● What is expected:
Transcribe only what runs from the line containing "Objective — one pin per instance of the pebble" through the final line below, exactly, and leave every picture out.

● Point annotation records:
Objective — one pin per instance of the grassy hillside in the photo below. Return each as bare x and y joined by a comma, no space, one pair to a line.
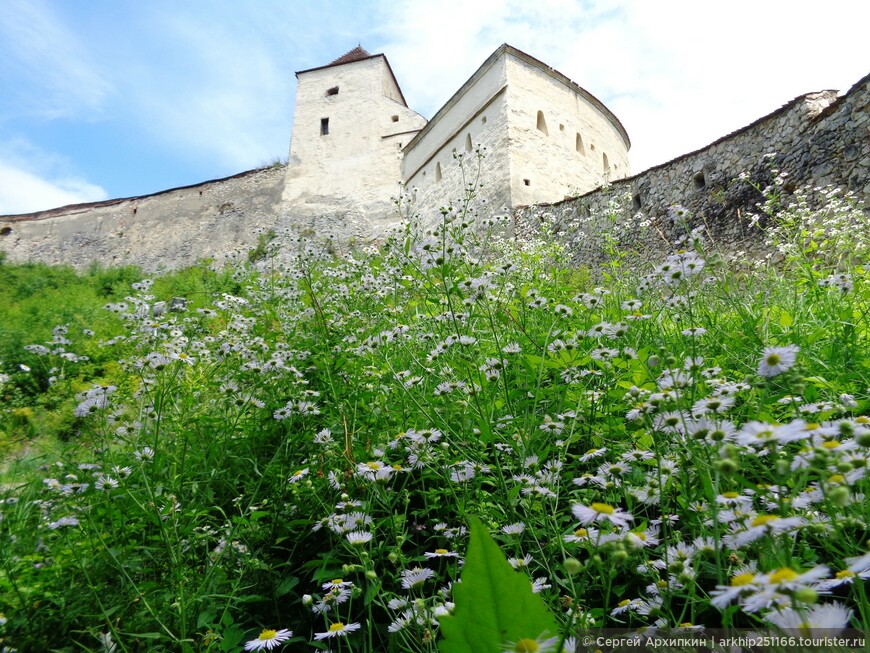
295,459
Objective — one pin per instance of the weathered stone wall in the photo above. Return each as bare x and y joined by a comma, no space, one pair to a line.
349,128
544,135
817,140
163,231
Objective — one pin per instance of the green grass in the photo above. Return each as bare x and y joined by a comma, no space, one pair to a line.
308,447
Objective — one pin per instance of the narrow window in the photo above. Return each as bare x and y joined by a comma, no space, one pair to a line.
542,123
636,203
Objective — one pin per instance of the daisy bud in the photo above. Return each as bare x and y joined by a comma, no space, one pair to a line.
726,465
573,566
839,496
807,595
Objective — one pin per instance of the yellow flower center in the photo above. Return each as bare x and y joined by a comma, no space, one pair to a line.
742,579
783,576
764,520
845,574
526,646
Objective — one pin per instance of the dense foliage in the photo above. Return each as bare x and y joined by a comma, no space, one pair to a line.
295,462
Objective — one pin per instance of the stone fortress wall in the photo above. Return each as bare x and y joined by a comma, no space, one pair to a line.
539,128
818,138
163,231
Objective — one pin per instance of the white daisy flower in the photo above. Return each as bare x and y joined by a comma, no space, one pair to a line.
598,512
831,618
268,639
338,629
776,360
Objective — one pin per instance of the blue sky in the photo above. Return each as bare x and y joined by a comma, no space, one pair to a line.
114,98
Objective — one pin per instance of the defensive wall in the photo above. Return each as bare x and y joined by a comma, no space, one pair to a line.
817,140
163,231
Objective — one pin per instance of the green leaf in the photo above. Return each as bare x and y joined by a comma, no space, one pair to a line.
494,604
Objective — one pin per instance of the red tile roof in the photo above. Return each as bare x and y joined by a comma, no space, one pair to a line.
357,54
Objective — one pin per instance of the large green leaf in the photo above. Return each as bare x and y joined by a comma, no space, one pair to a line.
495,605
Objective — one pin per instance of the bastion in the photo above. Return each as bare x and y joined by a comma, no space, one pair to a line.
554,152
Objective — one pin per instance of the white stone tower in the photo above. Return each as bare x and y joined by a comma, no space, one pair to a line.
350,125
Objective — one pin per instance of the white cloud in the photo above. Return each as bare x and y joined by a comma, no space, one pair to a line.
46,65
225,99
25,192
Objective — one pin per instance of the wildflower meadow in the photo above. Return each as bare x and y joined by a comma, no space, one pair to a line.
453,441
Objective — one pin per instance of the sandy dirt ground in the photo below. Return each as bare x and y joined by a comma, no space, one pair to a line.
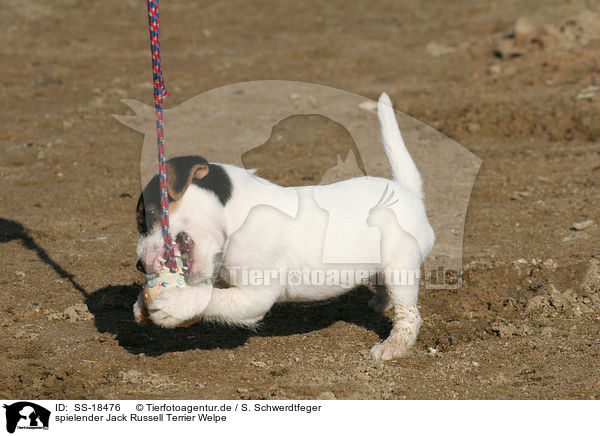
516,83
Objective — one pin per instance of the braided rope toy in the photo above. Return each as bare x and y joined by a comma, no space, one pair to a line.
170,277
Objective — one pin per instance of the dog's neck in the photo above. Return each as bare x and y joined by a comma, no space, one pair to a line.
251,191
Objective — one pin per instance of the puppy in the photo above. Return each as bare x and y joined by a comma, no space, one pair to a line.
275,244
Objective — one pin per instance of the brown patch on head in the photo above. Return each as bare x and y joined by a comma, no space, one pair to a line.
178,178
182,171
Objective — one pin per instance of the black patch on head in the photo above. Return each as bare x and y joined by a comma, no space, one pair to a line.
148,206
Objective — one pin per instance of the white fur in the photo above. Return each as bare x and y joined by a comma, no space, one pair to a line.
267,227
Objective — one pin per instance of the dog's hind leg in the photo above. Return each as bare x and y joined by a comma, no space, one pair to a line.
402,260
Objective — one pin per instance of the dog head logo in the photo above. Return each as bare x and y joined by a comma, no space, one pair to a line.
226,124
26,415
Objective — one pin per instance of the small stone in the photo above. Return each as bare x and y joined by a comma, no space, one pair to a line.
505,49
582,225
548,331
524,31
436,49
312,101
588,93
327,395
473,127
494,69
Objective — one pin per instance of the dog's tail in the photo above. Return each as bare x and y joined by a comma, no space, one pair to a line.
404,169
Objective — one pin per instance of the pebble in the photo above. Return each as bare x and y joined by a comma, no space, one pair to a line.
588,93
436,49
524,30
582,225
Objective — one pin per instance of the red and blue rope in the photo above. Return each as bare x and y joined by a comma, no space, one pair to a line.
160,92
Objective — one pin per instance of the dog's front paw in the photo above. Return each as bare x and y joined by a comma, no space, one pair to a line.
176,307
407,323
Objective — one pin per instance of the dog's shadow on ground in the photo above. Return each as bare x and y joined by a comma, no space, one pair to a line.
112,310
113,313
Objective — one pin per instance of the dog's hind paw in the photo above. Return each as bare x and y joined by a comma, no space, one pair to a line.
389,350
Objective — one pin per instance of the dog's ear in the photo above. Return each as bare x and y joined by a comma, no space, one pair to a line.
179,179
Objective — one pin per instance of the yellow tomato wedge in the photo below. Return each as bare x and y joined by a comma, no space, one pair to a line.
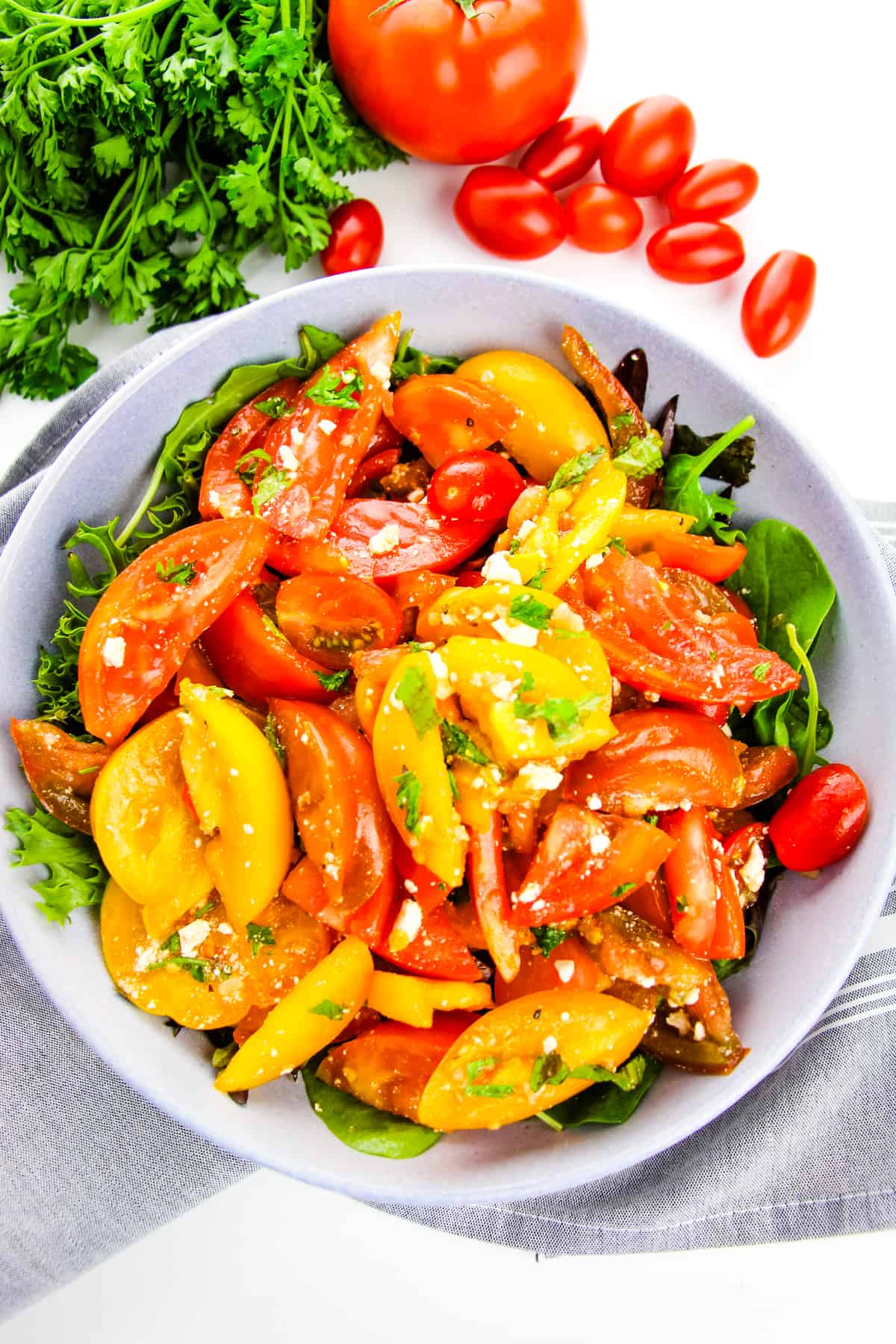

● Exercise solution:
Objective — one pin per instance of the pebble in the photo above. Return each as bare x and y joined by a comma, no space, one pair to a line.
588,93
436,49
524,30
582,225
Objective — one pin per instance of the red and blue rope in the photo above. Return each as bare x and y joined by a comma, no space, one pair to a line.
160,92
Objective — one pin per instance of the dog's front paw in the photo above. Return each as bare x and y joined by a comma, no space, one pair to a line.
176,307
407,323
Objective — one pin per instance of the dog's shadow on ground in the photo above. Return each as bare x and y joined by a comma, no space, one pair to a line.
112,310
113,313
Objective — one pin per instance of the dog's hind paw in the photo above. Return each as bare x and y joined by a comma, no space, one pair to a line.
389,350
Objective — one pin per instance of the dog's ear in the photo above. Return each as bare x and y joined by a comma, no space, one pair to a line.
179,179
Objective — one pin per instance of the yellow tomato wedge in the photo below. Return each as bare x and y joined by a comma, no space, one pair to a line.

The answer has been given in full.